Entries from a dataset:
----------

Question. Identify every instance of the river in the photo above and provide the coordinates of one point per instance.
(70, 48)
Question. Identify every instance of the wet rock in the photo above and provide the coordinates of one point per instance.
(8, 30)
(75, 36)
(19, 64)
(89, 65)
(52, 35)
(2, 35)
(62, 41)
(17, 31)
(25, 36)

----------

TASK DETAILS>
Render the lines from the one containing "Question. Identify every instance of the wet" through the final line of the items, both included, as a JSON list of strings with one string per line and blank lines omitted.

REPLY>
[
  "Question. Identify every instance of the wet rock in the photo above and provide the coordinates of one point per instance.",
  "(8, 30)",
  "(75, 36)",
  "(19, 64)",
  "(89, 65)",
  "(52, 35)",
  "(2, 35)",
  "(62, 41)",
  "(17, 31)",
  "(25, 36)"
]